Records provided:
········
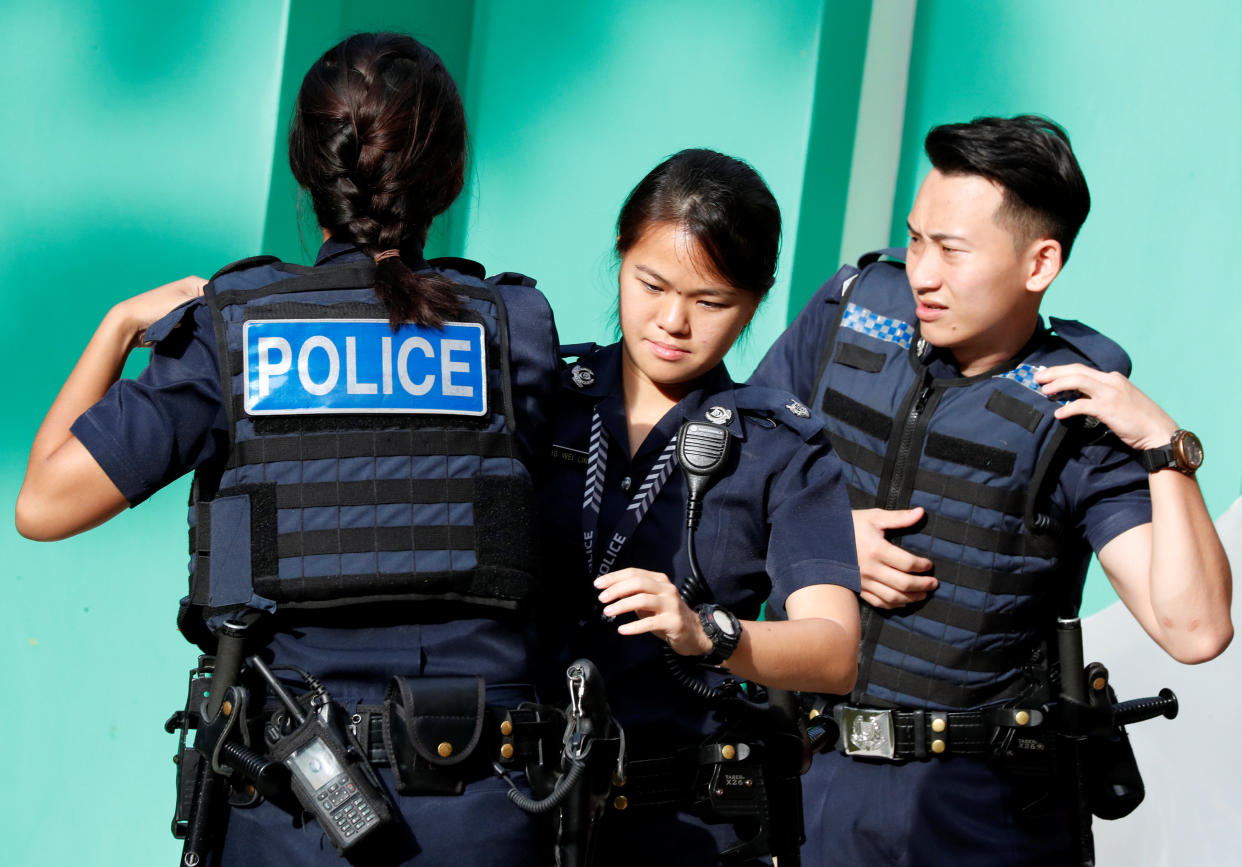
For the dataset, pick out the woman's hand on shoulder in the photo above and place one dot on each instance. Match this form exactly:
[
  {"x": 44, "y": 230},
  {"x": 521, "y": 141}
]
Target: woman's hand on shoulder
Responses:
[
  {"x": 657, "y": 606},
  {"x": 140, "y": 312}
]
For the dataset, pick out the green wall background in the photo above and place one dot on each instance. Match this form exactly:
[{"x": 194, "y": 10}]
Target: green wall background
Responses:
[
  {"x": 147, "y": 142},
  {"x": 1151, "y": 98}
]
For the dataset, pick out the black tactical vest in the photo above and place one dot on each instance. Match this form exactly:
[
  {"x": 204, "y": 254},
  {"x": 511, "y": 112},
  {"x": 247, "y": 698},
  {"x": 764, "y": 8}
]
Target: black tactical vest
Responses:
[
  {"x": 974, "y": 452},
  {"x": 322, "y": 506}
]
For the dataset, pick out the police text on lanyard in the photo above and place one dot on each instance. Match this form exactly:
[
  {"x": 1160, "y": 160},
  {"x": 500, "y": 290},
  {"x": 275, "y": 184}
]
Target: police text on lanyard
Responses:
[{"x": 596, "y": 467}]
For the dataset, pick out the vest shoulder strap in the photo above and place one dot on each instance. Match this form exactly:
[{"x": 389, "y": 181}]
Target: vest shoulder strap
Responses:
[
  {"x": 462, "y": 266},
  {"x": 1102, "y": 352},
  {"x": 244, "y": 263}
]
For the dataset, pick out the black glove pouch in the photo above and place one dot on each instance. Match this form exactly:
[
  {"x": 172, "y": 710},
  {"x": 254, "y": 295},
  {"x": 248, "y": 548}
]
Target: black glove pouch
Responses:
[{"x": 432, "y": 727}]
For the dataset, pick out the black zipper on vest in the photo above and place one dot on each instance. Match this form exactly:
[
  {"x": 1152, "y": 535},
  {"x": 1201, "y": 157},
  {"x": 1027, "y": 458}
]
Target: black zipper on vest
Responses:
[
  {"x": 896, "y": 483},
  {"x": 896, "y": 486}
]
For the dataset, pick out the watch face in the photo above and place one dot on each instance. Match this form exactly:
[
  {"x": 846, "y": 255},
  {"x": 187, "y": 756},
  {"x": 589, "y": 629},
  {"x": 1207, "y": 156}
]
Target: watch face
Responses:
[{"x": 1187, "y": 450}]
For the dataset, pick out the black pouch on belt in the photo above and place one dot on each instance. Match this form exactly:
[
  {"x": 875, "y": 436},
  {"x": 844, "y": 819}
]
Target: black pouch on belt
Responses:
[{"x": 431, "y": 729}]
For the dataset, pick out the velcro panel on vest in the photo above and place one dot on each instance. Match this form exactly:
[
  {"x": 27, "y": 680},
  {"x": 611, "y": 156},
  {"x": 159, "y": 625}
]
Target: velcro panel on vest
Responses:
[
  {"x": 1021, "y": 414},
  {"x": 858, "y": 358},
  {"x": 373, "y": 444},
  {"x": 235, "y": 543},
  {"x": 857, "y": 414},
  {"x": 968, "y": 453},
  {"x": 504, "y": 517},
  {"x": 939, "y": 692}
]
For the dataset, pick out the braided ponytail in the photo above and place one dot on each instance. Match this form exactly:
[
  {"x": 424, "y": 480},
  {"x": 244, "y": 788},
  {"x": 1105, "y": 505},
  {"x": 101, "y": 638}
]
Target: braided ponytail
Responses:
[{"x": 379, "y": 140}]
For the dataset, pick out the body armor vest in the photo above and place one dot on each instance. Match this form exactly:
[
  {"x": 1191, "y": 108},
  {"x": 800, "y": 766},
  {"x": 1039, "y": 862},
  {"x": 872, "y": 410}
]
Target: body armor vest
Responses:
[
  {"x": 311, "y": 509},
  {"x": 974, "y": 452}
]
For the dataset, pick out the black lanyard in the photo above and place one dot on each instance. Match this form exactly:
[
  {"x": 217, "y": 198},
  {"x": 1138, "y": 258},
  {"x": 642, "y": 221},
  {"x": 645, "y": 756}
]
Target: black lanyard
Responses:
[{"x": 596, "y": 468}]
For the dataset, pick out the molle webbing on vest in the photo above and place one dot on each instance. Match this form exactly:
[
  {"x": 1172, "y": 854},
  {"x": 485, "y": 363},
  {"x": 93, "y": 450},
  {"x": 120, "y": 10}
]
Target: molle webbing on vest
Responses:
[
  {"x": 970, "y": 452},
  {"x": 317, "y": 509}
]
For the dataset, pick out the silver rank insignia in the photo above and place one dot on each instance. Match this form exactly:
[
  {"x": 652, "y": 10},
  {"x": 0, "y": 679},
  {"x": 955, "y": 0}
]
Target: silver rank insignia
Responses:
[
  {"x": 581, "y": 376},
  {"x": 797, "y": 409},
  {"x": 719, "y": 415}
]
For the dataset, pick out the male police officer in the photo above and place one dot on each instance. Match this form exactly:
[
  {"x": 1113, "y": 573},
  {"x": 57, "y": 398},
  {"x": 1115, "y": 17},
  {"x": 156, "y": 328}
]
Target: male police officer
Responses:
[{"x": 989, "y": 455}]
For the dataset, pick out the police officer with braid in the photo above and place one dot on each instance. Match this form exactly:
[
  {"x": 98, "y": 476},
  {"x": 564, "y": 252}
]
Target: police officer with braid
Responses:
[
  {"x": 362, "y": 435},
  {"x": 697, "y": 241},
  {"x": 989, "y": 453}
]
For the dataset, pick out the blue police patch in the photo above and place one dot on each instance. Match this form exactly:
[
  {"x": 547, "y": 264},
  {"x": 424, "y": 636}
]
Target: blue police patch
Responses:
[{"x": 360, "y": 365}]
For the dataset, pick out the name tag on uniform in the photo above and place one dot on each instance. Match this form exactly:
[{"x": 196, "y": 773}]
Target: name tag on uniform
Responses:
[{"x": 360, "y": 365}]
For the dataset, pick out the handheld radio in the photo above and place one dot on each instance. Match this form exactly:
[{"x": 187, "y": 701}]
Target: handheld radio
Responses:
[{"x": 328, "y": 773}]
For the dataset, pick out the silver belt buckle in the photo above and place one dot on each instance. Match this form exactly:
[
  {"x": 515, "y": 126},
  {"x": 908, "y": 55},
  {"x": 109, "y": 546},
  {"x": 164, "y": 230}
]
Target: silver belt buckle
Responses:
[{"x": 865, "y": 732}]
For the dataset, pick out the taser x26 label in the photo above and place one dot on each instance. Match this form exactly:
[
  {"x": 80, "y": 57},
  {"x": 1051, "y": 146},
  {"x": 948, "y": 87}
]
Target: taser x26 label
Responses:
[{"x": 360, "y": 365}]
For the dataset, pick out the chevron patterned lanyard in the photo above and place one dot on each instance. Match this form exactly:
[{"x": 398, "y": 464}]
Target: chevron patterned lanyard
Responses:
[{"x": 596, "y": 468}]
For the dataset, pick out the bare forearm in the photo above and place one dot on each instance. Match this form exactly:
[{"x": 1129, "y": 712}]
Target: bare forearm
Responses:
[
  {"x": 1190, "y": 579},
  {"x": 96, "y": 370},
  {"x": 814, "y": 653},
  {"x": 65, "y": 491}
]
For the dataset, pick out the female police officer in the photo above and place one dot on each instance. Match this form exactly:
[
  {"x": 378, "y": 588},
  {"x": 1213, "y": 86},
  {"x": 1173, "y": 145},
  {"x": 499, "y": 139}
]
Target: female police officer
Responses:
[
  {"x": 347, "y": 461},
  {"x": 697, "y": 240}
]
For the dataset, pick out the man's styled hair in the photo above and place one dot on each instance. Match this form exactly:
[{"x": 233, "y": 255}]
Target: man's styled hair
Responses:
[{"x": 1031, "y": 159}]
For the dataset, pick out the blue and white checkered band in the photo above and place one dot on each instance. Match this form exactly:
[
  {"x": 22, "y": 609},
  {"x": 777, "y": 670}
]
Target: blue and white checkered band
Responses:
[
  {"x": 596, "y": 468},
  {"x": 1024, "y": 375},
  {"x": 360, "y": 365},
  {"x": 873, "y": 324}
]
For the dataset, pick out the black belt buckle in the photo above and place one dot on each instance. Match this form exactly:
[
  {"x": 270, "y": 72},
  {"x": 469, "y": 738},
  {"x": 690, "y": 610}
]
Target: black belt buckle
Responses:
[{"x": 866, "y": 732}]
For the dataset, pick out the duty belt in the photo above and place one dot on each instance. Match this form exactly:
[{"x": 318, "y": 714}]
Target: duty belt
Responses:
[
  {"x": 899, "y": 734},
  {"x": 511, "y": 735}
]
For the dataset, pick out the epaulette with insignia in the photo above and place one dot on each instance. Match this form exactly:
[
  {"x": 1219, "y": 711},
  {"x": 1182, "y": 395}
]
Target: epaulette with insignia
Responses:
[{"x": 779, "y": 408}]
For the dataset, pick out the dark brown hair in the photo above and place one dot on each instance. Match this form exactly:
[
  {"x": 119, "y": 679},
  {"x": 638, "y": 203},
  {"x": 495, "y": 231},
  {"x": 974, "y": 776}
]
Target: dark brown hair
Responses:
[
  {"x": 379, "y": 142},
  {"x": 722, "y": 203},
  {"x": 1030, "y": 157}
]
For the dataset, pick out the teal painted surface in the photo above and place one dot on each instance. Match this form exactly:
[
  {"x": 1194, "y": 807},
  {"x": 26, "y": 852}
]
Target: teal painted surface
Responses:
[
  {"x": 573, "y": 103},
  {"x": 1151, "y": 96},
  {"x": 138, "y": 150},
  {"x": 830, "y": 148}
]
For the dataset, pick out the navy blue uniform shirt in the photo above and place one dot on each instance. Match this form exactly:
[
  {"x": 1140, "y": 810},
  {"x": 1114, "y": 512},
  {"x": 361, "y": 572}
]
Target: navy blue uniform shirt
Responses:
[
  {"x": 776, "y": 521},
  {"x": 1101, "y": 493}
]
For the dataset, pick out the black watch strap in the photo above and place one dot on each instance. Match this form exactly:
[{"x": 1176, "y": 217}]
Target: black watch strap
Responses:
[
  {"x": 1158, "y": 458},
  {"x": 723, "y": 629}
]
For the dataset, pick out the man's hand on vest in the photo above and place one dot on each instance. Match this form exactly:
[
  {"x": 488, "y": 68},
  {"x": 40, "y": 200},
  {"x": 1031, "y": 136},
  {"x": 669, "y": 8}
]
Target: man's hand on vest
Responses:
[
  {"x": 1135, "y": 419},
  {"x": 891, "y": 576}
]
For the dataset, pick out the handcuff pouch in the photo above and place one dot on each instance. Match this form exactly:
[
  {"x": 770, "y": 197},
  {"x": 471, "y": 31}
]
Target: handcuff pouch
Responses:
[{"x": 432, "y": 726}]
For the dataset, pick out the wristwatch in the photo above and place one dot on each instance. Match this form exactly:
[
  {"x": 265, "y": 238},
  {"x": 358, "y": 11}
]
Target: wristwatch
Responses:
[
  {"x": 723, "y": 629},
  {"x": 1184, "y": 453}
]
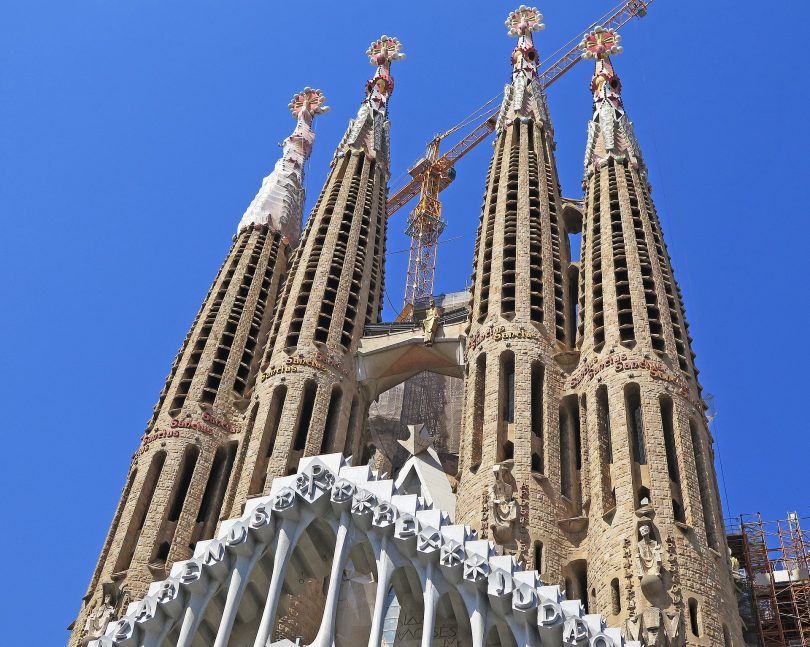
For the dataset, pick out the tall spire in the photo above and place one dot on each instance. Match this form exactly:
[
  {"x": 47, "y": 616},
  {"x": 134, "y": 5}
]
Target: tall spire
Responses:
[
  {"x": 280, "y": 200},
  {"x": 523, "y": 97},
  {"x": 368, "y": 132},
  {"x": 610, "y": 132}
]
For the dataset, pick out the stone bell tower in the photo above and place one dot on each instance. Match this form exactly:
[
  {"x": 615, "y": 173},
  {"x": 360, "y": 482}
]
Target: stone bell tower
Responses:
[
  {"x": 307, "y": 402},
  {"x": 655, "y": 548},
  {"x": 176, "y": 487},
  {"x": 514, "y": 482}
]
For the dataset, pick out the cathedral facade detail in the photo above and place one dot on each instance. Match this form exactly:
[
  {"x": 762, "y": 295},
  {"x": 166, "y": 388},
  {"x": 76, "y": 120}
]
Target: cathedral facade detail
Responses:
[{"x": 258, "y": 508}]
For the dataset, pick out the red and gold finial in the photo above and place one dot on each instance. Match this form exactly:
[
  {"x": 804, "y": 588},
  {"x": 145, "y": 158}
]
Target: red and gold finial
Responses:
[
  {"x": 524, "y": 20},
  {"x": 600, "y": 43},
  {"x": 310, "y": 101}
]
········
What the exercise asks:
Will you repeat the material above, but only from the line containing "For the dataset, pick out the handcuff" through its last line, exactly and without the pictures?

Task output:
For the dataset, pick out the handcuff pouch in the photo above and place one dot on each instance. Match this form exactly:
[
  {"x": 770, "y": 197},
  {"x": 471, "y": 31}
]
Target: handcuff pouch
Responses:
[{"x": 432, "y": 726}]
For the dataset, pick out the wristwatch in the photo above and place one dot on each instance. Match this form exactly:
[
  {"x": 265, "y": 238},
  {"x": 358, "y": 11}
]
Target: wristwatch
Responses:
[
  {"x": 723, "y": 629},
  {"x": 1184, "y": 453}
]
For the dataset, pick out the tall spire in the photo above and place one dot on each instance. Match this form exactly:
[
  {"x": 47, "y": 616},
  {"x": 134, "y": 5}
]
Target: tall spire
Responses:
[
  {"x": 280, "y": 200},
  {"x": 523, "y": 97},
  {"x": 368, "y": 132},
  {"x": 610, "y": 132}
]
For the dataset, pick out the stone bell tower in the photo above and place one dot on each instance. Match this form exactly:
[
  {"x": 615, "y": 173},
  {"x": 360, "y": 482}
]
Target: stone bell tower
Responses:
[
  {"x": 307, "y": 402},
  {"x": 655, "y": 548},
  {"x": 176, "y": 487},
  {"x": 514, "y": 482}
]
For the dataset, pick out the cathedral facade detail in the photo above and place one dot on each instance. Match this form exactly:
[
  {"x": 762, "y": 295},
  {"x": 166, "y": 388},
  {"x": 76, "y": 120}
]
Target: cathedral facade detail
Responses:
[{"x": 258, "y": 508}]
For the dataset, pick out the red and gold finial in the photo above and place one dot on each instance. Match this form exactly:
[
  {"x": 804, "y": 588},
  {"x": 145, "y": 158}
]
Target: red and gold finial
Responses:
[
  {"x": 524, "y": 20},
  {"x": 600, "y": 43},
  {"x": 310, "y": 101}
]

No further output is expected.